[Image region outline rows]
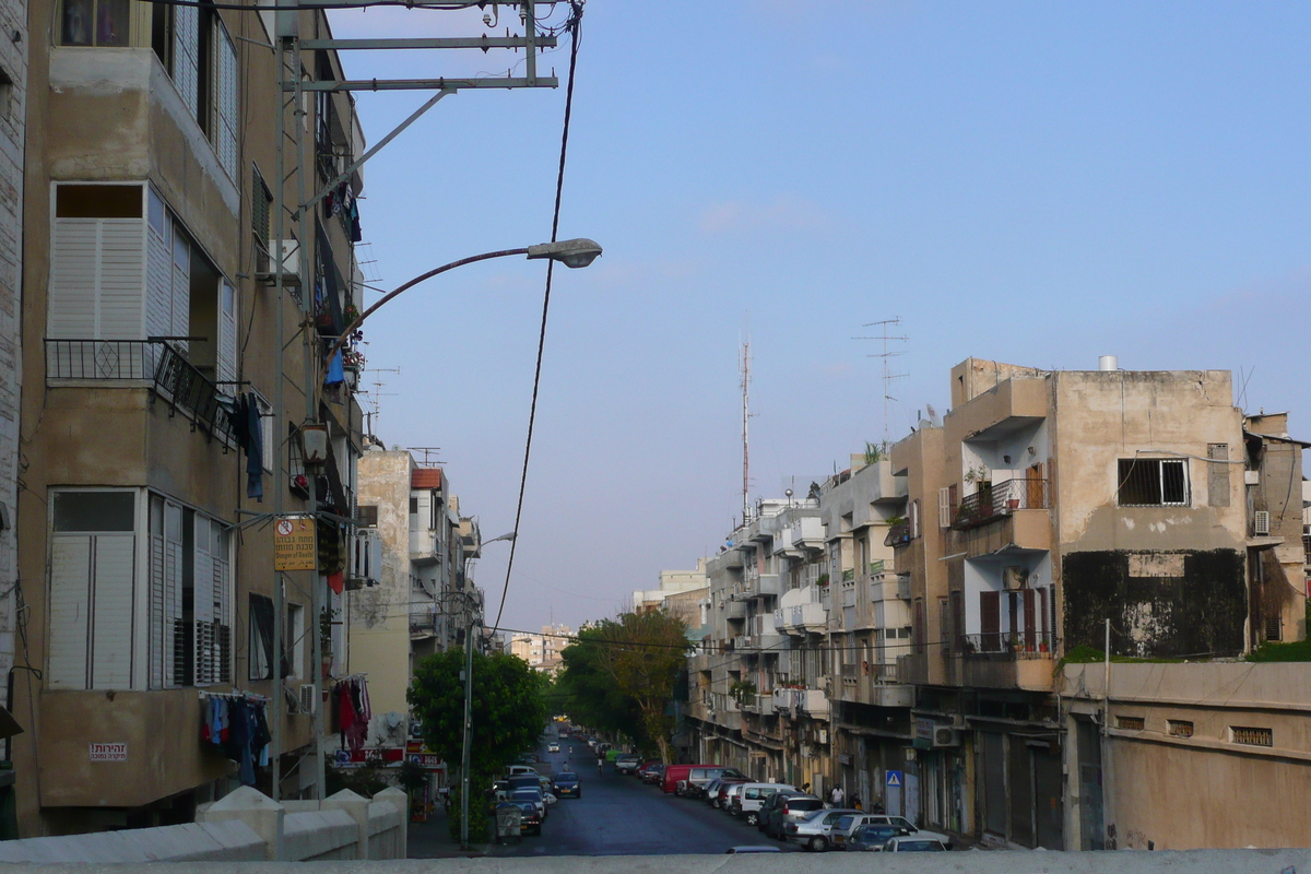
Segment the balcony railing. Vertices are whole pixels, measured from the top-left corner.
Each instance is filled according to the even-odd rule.
[[[965,634],[962,642],[965,655],[1049,659],[1059,641],[1053,632],[985,632]]]
[[[1047,510],[1047,480],[1006,480],[982,487],[961,501],[952,528],[965,531],[1009,516],[1016,510]]]
[[[161,339],[46,339],[46,379],[149,380],[173,409],[184,409],[207,434],[233,439],[219,392],[181,351]]]

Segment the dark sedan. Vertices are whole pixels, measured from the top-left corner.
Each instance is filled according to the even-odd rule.
[[[551,790],[556,798],[564,798],[565,795],[582,798],[582,784],[578,782],[578,774],[572,772],[558,773],[552,777]]]

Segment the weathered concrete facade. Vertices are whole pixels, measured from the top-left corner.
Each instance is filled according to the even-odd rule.
[[[34,722],[12,750],[24,836],[190,822],[236,780],[235,764],[202,744],[206,692],[277,700],[283,752],[309,742],[299,687],[320,670],[311,591],[332,604],[324,574],[346,562],[345,531],[320,528],[324,574],[288,573],[281,587],[292,706],[271,681],[283,655],[273,653],[273,528],[239,524],[303,510],[315,474],[320,507],[350,518],[361,446],[349,390],[298,384],[305,355],[323,373],[320,338],[340,333],[353,304],[341,220],[313,216],[317,233],[302,241],[298,276],[325,290],[308,343],[287,342],[303,320],[296,294],[279,300],[269,283],[264,180],[277,180],[279,98],[278,58],[254,45],[271,39],[264,17],[131,0],[92,26],[79,9],[33,3],[41,28],[24,41],[18,575],[25,658],[41,671],[16,683],[14,709]],[[300,28],[326,33],[326,20],[305,12]],[[353,109],[343,97],[309,106],[302,157],[313,187],[343,157],[324,155],[319,117],[350,126]],[[296,187],[291,173],[288,203]],[[305,390],[320,401],[307,405]],[[260,410],[246,428],[262,444],[250,466],[237,394]],[[317,470],[296,430],[308,408],[329,430],[332,457]],[[119,757],[92,756],[100,743],[123,744]],[[312,768],[292,764],[284,797],[313,782]],[[267,769],[256,780],[271,791]]]

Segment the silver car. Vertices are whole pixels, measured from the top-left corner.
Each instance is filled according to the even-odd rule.
[[[789,844],[801,844],[813,853],[822,853],[832,845],[830,833],[843,816],[859,814],[855,808],[817,810],[796,823],[784,823],[784,837]]]

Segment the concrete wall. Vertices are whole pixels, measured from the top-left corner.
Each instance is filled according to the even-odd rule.
[[[1074,717],[1100,714],[1101,664],[1066,666],[1063,685]],[[1308,715],[1302,663],[1113,663],[1103,742],[1108,839],[1121,849],[1311,845],[1298,802],[1311,793]],[[1270,746],[1235,743],[1235,726],[1269,729]],[[1079,774],[1070,769],[1072,799]],[[1078,826],[1078,811],[1071,820]]]

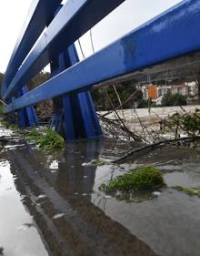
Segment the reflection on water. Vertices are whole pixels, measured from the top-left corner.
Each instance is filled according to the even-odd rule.
[[[11,198],[18,197],[22,212],[16,230],[14,224],[10,230],[21,234],[29,231],[32,241],[28,235],[20,240],[15,237],[12,240],[15,244],[10,248],[10,240],[1,234],[0,246],[8,251],[18,244],[25,248],[27,255],[40,255],[38,251],[45,255],[45,246],[51,255],[56,256],[199,256],[197,197],[168,188],[156,197],[150,194],[146,198],[147,195],[142,194],[137,202],[133,195],[130,202],[130,198],[122,194],[106,195],[98,189],[102,182],[141,164],[159,166],[169,187],[197,187],[200,158],[195,150],[187,149],[185,154],[183,149],[173,149],[172,154],[169,148],[163,148],[134,163],[129,160],[120,166],[83,166],[99,157],[107,159],[119,157],[133,147],[133,143],[103,139],[67,144],[65,153],[55,157],[26,147],[6,150],[4,153],[6,175],[13,185],[5,185],[3,179],[0,182],[15,191]],[[3,191],[1,198],[9,189]],[[145,200],[138,203],[141,199]],[[14,207],[7,199],[5,202],[4,208],[9,212],[8,207],[11,210]],[[10,216],[15,220],[13,210]],[[6,230],[9,218],[5,214],[4,220],[5,224],[0,225]],[[35,252],[32,247],[40,249]]]
[[[4,255],[48,255],[35,220],[22,204],[25,196],[15,188],[17,176],[10,173],[10,164],[2,154],[0,176],[0,246],[5,249]]]

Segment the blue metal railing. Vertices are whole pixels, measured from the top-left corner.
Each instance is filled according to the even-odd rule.
[[[40,2],[45,1],[37,2],[39,5]],[[57,6],[59,2],[56,3]],[[49,25],[46,23],[46,30],[34,45],[20,67],[21,59],[16,61],[15,54],[13,55],[11,65],[8,65],[5,74],[4,87],[6,89],[4,91],[3,98],[9,100],[14,97],[46,64],[58,57],[76,39],[123,2],[123,0],[69,0],[51,22],[48,19]],[[55,5],[54,5],[54,11]],[[35,6],[35,10],[41,11],[37,6],[39,5]],[[45,8],[50,7],[48,5]],[[52,14],[53,9],[49,12]],[[30,17],[28,20],[30,23],[34,22]],[[88,91],[94,85],[199,51],[199,26],[200,1],[182,1],[179,5],[133,30],[87,59],[76,65],[70,63],[65,68],[60,67],[55,77],[10,103],[5,108],[5,112],[9,113],[48,98]],[[24,32],[24,36],[29,35],[27,31],[29,31],[28,26]],[[18,44],[18,48],[20,46]],[[22,48],[24,47],[22,46]],[[15,52],[17,51],[15,50]],[[22,50],[18,52],[21,53]],[[27,54],[27,50],[25,52]],[[19,69],[17,71],[14,69],[15,72],[14,76],[10,69],[12,62],[15,60]],[[93,108],[91,99],[89,101],[89,108]],[[75,104],[72,106],[75,108]],[[82,106],[82,108],[85,107]],[[94,116],[95,110],[91,111],[90,118],[91,115]],[[86,124],[87,118],[85,118],[84,122]],[[96,118],[94,120],[95,120],[94,121],[95,127],[97,124]],[[95,133],[96,136],[101,134],[99,128],[98,130],[99,132]]]

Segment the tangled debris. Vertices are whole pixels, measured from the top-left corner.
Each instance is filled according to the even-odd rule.
[[[158,169],[152,166],[144,166],[131,169],[127,173],[112,179],[107,185],[103,183],[101,190],[146,190],[165,186],[162,173]]]

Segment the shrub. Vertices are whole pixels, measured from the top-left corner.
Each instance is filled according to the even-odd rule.
[[[161,105],[163,107],[185,106],[186,97],[179,93],[172,94],[171,92],[167,92],[164,95]]]

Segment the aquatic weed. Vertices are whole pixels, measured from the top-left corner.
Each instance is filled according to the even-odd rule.
[[[102,184],[105,191],[146,190],[165,186],[160,170],[152,166],[140,167],[111,179],[108,185]]]

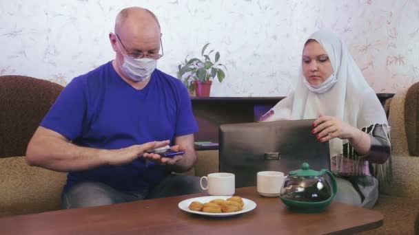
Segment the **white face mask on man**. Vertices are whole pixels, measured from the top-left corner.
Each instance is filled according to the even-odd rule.
[[[148,79],[157,66],[157,60],[150,58],[132,58],[123,56],[122,71],[133,81],[142,82]]]
[[[329,89],[330,89],[331,87],[333,87],[333,85],[336,83],[337,80],[338,79],[335,76],[334,73],[332,73],[330,75],[330,77],[329,77],[329,78],[327,78],[325,81],[318,85],[311,85],[305,78],[303,78],[303,82],[304,83],[304,85],[305,85],[307,88],[309,89],[309,90],[315,93],[320,93],[329,91]]]

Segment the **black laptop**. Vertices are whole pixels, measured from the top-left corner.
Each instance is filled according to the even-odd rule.
[[[254,186],[259,171],[285,175],[307,162],[315,170],[330,170],[329,144],[311,133],[314,120],[222,124],[219,170],[236,175],[236,187]]]

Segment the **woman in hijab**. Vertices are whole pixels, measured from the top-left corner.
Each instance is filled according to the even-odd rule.
[[[312,133],[329,142],[331,168],[337,176],[335,200],[372,208],[378,181],[391,177],[389,128],[382,107],[346,46],[331,32],[318,31],[307,41],[302,71],[295,91],[261,120],[316,119]]]

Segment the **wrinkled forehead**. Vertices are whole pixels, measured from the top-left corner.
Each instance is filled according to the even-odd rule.
[[[311,34],[307,41],[310,39],[315,40],[323,47],[329,56],[334,71],[338,71],[338,68],[340,66],[343,53],[340,39],[336,35],[323,30]]]

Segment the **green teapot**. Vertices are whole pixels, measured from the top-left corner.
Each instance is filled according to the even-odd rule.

> **Exercise details**
Arrange the part running from the line containing "Segment the **woman" through the last of the rows as a Markdown table with the columns Number and Line. Number each line in order, and leave out blank lines.

> **Written response**
| Number | Line |
|---|---|
| 1 | Segment the **woman in hijab**. Vertices are whole pixels, measured from the top-left corner. |
| 2 | Each instance is filled according to the even-odd rule. |
| 3 | [[[312,133],[329,142],[331,168],[337,176],[335,200],[372,208],[378,181],[391,177],[389,128],[382,107],[346,46],[331,32],[318,31],[307,41],[302,71],[295,91],[261,120],[316,119]]] |
| 4 | Segment the **wrinkled forehead**. Vertices are whole pixels, measured from the top-left corner. |
| 5 | Each instance is filled according to the even-odd rule. |
| 6 | [[[311,34],[307,41],[310,39],[315,40],[323,47],[329,56],[334,71],[338,71],[338,68],[340,66],[343,53],[340,39],[336,35],[323,30]]] |
| 7 | Segment the **green teapot**. Vertices are whole pixels, measured from the top-left corner. |
| 8 | Each instance is filled according to the even-odd rule. |